— begin DATA SUPPLIED —

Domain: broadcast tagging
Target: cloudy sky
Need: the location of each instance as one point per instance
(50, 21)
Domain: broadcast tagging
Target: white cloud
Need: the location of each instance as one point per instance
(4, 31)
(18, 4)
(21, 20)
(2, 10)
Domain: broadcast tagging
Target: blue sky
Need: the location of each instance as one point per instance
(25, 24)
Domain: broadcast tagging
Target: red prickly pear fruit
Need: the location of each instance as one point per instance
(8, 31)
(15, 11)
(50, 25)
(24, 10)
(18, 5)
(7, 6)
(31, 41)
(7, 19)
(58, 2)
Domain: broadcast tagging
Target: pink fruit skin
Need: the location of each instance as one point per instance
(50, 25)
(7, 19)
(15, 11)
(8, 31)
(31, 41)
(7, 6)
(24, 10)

— end DATA SUPPLIED —

**TASK TO COMPLETE:** Rewrite the records, putting "media tagging" everywhere "broadcast tagging" appears and leaving everything else unchanged.

**FINAL RESULT:**
Domain: media tagging
Target: cloudy sky
Need: the location of each instance as one point per instance
(50, 21)
Domain: media tagging
Target: white cloud
Need: the location of each instance as one point per instance
(4, 31)
(18, 4)
(21, 20)
(2, 10)
Domain: media tagging
Target: blue sky
Need: the location of each instance as one point per instance
(25, 24)
Domain: media tagging
Target: red prickly pear fruit
Need: the location of each instance as one point per instance
(8, 31)
(15, 11)
(50, 25)
(24, 10)
(18, 5)
(7, 6)
(31, 41)
(7, 19)
(58, 2)
Domain: media tagging
Target: pink fruit skin
Need: the location of each instance as one point per instance
(50, 25)
(7, 19)
(15, 11)
(8, 31)
(31, 41)
(7, 6)
(24, 10)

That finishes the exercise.